_Exercise aim_.
Reproduce the following passage on the potential of solar and wind energy word for word, without any alteration.

The impact on society of near zero marginal cost solar and wind energy is all the more pronounced when we consider the enormous potential of these energy sources. The sun beams 470 exajoules of energy to Earth every 88 minutes — equaling the amount of energy human beings use in a year. If we could grab hold of one-tenth of 1 percent of the sun’s energy that reaches Earth, it would give us six times the energy we now use across the global economy. Like solar radiation, wind is ubiquitous and blows everywhere in the world — although its strength and frequency varies. A Stanford University study on global wind capacity concluded that if 20 percent of the world’s available wind was harvested, it would generate more than seven times more electricity than we currently use to run the entire global economy. The Internet of Things will enable businesses and prosumers to monitor their electricity usage in their buildings, optimize their energy efficiency and share surplus green electricity generated on-site with others across nations and continents.
The Energy Internet is comprised of five foundational pillars, all of which have to be phased in simultaneously for the system to operate efficiently.

_Dataset records_.
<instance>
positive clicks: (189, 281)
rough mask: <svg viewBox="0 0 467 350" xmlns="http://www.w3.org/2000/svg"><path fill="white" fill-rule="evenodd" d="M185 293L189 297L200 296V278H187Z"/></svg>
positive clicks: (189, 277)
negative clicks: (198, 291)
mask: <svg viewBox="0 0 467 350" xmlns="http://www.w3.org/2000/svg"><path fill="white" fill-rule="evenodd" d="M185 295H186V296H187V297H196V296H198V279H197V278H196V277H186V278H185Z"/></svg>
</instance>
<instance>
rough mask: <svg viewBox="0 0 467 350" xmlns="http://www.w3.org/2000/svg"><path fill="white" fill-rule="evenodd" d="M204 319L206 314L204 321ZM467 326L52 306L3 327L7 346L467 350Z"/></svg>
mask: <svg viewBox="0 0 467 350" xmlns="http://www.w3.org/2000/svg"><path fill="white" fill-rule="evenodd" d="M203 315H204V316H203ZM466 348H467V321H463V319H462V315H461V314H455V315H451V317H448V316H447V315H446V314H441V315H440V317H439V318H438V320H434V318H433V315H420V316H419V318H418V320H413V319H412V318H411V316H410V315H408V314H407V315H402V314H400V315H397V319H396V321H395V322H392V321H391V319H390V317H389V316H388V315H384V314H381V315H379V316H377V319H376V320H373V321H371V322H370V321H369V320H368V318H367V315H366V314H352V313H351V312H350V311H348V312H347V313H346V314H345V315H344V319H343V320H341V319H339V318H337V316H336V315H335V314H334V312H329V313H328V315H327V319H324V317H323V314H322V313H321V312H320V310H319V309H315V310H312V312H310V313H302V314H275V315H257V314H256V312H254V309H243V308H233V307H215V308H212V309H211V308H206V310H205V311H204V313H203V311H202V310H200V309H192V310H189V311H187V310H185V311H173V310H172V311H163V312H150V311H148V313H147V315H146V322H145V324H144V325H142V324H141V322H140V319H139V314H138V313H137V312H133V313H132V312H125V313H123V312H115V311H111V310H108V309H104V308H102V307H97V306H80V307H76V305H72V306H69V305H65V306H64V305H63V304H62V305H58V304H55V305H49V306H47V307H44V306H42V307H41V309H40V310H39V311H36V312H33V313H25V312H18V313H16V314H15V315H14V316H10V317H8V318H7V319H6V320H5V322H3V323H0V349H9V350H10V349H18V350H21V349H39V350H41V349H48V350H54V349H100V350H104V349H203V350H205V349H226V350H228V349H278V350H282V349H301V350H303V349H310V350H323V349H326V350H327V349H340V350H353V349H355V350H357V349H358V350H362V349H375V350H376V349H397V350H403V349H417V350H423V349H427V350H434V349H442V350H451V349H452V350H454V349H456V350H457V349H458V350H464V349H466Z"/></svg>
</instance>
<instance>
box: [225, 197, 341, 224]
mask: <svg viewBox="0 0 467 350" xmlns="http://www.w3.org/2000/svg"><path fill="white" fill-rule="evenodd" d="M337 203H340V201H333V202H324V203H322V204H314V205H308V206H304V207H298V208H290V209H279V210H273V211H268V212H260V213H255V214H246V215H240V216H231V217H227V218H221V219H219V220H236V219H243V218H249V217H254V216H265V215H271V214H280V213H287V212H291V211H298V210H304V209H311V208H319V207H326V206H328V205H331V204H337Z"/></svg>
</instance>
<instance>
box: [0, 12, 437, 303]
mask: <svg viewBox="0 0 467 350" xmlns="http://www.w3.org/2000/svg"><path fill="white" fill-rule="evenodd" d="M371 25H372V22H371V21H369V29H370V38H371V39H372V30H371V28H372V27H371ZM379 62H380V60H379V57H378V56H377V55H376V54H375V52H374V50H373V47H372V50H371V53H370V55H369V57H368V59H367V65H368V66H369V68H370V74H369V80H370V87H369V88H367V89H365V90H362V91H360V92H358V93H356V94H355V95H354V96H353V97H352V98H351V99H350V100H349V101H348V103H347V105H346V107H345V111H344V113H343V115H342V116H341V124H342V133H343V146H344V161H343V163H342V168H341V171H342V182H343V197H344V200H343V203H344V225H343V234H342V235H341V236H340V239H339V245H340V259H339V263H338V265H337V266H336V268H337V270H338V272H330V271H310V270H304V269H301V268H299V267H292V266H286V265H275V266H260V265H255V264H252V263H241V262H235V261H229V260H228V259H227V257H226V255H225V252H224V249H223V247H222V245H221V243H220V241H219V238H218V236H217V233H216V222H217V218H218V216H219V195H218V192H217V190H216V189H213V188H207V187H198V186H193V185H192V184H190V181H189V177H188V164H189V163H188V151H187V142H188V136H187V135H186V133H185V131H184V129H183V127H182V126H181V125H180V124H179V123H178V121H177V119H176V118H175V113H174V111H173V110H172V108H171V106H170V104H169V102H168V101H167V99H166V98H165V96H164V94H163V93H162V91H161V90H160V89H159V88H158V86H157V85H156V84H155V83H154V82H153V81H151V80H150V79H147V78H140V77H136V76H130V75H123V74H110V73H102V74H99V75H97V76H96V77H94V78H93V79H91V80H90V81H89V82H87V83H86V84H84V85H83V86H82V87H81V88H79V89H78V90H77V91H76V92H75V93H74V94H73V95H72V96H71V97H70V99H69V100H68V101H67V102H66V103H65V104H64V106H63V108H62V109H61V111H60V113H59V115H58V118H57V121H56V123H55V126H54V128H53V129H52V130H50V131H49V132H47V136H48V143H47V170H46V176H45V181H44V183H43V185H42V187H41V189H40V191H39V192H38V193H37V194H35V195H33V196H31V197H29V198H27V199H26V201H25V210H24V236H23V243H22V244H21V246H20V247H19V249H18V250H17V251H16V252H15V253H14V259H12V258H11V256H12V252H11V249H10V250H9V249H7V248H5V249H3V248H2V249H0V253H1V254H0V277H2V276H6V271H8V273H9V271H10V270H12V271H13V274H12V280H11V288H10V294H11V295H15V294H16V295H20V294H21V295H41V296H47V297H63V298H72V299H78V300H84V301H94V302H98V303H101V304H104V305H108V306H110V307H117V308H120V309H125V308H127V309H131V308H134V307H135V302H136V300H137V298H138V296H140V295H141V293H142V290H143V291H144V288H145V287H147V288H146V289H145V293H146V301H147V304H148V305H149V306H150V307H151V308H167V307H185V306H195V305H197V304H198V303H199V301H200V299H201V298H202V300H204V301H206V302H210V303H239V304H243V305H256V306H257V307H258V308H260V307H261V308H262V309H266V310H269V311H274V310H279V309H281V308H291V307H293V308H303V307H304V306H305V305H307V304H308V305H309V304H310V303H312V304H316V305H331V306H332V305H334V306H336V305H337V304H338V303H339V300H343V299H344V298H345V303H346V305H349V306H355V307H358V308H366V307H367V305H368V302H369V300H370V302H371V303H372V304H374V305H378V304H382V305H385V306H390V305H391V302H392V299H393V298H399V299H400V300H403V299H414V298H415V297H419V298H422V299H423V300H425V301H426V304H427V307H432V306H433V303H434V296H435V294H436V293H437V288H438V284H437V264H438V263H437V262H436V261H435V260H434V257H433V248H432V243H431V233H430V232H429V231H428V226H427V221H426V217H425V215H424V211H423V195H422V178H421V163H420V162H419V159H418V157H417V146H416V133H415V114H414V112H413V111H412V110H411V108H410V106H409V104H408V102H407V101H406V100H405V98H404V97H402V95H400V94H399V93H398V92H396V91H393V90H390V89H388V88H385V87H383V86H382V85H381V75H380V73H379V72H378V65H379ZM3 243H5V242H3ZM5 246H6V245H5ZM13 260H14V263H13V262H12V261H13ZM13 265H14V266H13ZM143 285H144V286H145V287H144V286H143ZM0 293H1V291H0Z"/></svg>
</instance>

_Solved exercise_.
The impact on society of near zero marginal cost solar and wind energy is all the more pronounced when we consider the enormous potential of these energy sources. The sun beams 470 exajoules of energy to Earth every 88 minutes — equaling the amount of energy human beings use in a year. If we could grab hold of one-tenth of 1 percent of the sun’s energy that reaches Earth, it would give us six times the energy we now use across the global economy. Like solar radiation, wind is ubiquitous and blows everywhere in the world — although its strength and frequency varies. A Stanford University study on global wind capacity concluded that if 20 percent of the world’s available wind was harvested, it would generate more than seven times more electricity than we currently use to run the entire global economy. The Internet of Things will enable businesses and prosumers to monitor their electricity usage in their buildings, optimize their energy efficiency and share surplus green electricity generated on-site with others across nations and continents.
The Energy Internet is comprised of five foundational pillars, all of which have to be phased in simultaneously for the system to operate efficiently.